Locate the line that contains "Mark the innermost point of each instance of the water". Copy it and every following line through the end of the records, exactly, and include nothing else.
>>
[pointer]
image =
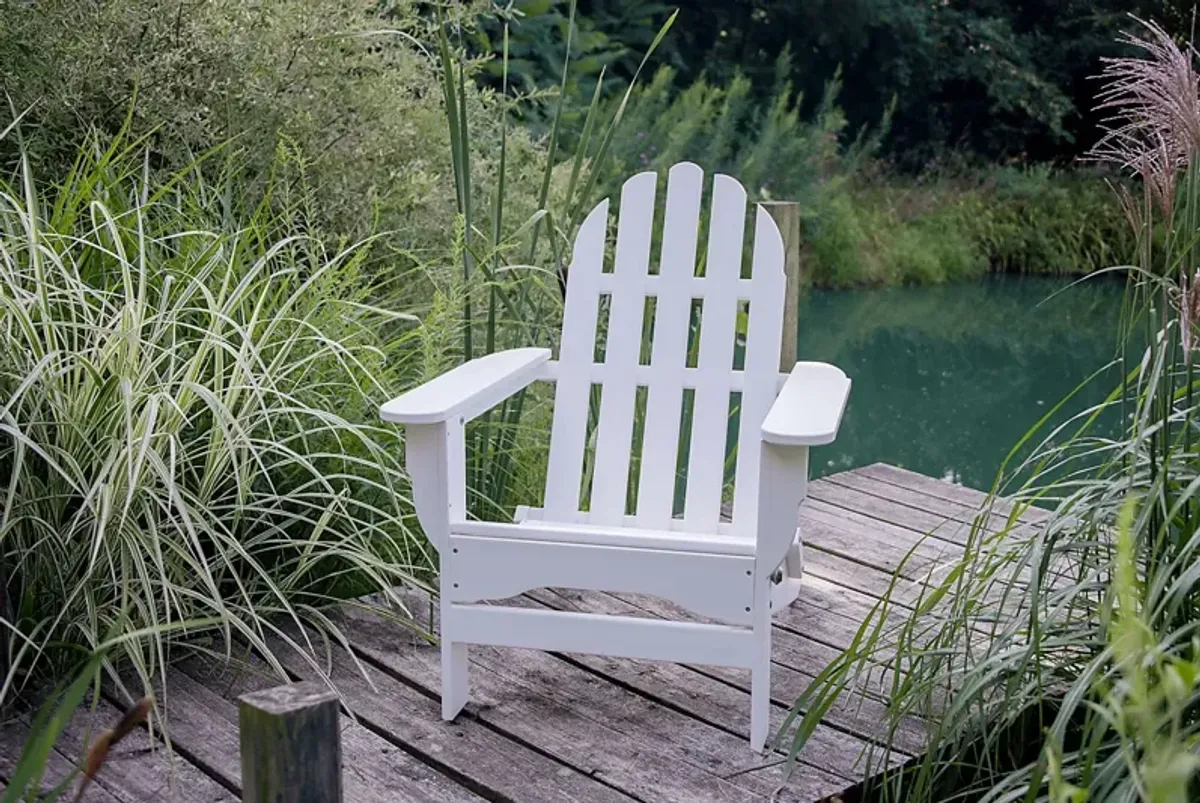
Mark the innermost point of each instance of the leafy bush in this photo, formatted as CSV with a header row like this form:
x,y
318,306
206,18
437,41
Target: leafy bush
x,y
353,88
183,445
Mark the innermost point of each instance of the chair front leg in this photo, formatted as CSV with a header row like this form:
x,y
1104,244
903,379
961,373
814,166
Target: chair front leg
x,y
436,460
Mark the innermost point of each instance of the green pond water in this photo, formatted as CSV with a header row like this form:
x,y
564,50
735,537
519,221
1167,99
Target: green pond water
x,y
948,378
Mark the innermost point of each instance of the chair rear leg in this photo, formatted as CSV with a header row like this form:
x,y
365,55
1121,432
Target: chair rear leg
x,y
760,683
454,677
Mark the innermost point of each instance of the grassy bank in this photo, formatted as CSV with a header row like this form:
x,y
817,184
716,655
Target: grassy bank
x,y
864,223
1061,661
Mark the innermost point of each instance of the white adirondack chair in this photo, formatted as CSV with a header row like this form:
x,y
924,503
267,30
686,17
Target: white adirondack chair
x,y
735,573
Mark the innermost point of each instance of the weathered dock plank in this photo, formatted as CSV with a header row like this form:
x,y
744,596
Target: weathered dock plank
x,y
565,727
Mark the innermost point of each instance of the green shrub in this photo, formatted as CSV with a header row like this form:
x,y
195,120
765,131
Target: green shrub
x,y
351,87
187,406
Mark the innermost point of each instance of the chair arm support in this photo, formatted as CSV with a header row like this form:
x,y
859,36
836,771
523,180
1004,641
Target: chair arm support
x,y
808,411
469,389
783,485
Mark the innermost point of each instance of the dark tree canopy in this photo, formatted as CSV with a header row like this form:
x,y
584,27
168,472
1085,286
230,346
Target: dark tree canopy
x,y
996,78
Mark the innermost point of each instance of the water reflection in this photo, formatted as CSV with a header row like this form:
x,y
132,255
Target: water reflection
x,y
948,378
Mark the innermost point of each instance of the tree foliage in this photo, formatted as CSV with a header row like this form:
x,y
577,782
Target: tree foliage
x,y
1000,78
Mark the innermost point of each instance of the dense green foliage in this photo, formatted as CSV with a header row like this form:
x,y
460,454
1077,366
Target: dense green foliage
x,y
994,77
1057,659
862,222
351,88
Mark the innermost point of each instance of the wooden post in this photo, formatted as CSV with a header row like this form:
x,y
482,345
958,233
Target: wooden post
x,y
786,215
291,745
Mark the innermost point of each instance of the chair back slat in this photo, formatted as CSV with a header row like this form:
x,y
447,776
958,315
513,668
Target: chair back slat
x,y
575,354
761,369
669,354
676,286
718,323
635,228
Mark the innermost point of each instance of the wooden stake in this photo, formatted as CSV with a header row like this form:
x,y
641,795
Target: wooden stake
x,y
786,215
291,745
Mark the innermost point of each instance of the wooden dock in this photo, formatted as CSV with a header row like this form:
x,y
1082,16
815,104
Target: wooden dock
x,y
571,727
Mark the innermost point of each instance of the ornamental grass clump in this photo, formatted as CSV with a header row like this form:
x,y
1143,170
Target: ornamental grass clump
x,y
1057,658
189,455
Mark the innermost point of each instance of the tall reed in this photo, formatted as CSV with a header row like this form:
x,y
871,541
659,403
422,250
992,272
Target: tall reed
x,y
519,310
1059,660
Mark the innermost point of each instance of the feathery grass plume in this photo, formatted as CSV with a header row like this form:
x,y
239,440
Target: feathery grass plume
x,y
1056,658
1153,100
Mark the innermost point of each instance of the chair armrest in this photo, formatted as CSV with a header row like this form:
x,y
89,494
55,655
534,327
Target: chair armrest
<<
■ **EXERCISE RESPONSE**:
Mark the innermost point of each instance of the water reflection in this photo, formatted as CSV with a header row like this form:
x,y
132,255
Target: water reflection
x,y
948,378
Mark the innermost point of each instance of the tree foliage in this photo, formatted as CSV with a header row like this form:
x,y
577,782
Target: tree foliage
x,y
1000,78
Mark the innermost point of each instance of the dense green foliage in this photo, formatted as CSV with a header row like this form:
x,y
460,454
1077,366
Target: dense green foliage
x,y
994,77
1057,659
862,222
351,88
Mark the innermost point of each instance of the wooden post in this photo, formatted as CSV with a header row like this form:
x,y
482,345
958,233
Target: wooden post
x,y
786,215
291,745
Mark the innermost point of each instance of the chair back slat in this photo, formatted as CSV with a header row like this form:
x,y
447,776
958,315
513,668
Target: chair back slat
x,y
575,354
761,369
669,354
676,286
718,323
635,228
Mark the innermost point of each instance of the wooden stake in this photo, formatted as CSV with a header row like this form:
x,y
641,795
Target: wooden stake
x,y
786,215
291,745
Mark the innermost point of each instance of the wooden dock in this photo, formatted as CSV with a header row like this form:
x,y
1082,16
815,104
Target: wooden dock
x,y
571,727
Mark the innermost point of each instance of the ornamental grass clump in this photo, formatted as CSV with a header row like this form:
x,y
1143,170
Target: ornamental grass clump
x,y
1057,658
189,455
Mark the innermost point of each instance of the tall reed in this photo, formatted as CSV with a header row like this form:
x,y
871,541
659,403
422,250
992,272
Target: tall reed
x,y
519,310
1059,660
Mark the innermost point of each instance of the feathery grass plume in this photo, formatted as CSV with a header row like this form:
x,y
239,440
Target: feathery grass plume
x,y
1056,658
1153,100
Mark the innermost point of each instance of the chair armrest in this photo, formatted as CSV with a header row like this form:
x,y
89,494
55,655
534,327
Target: chair armrest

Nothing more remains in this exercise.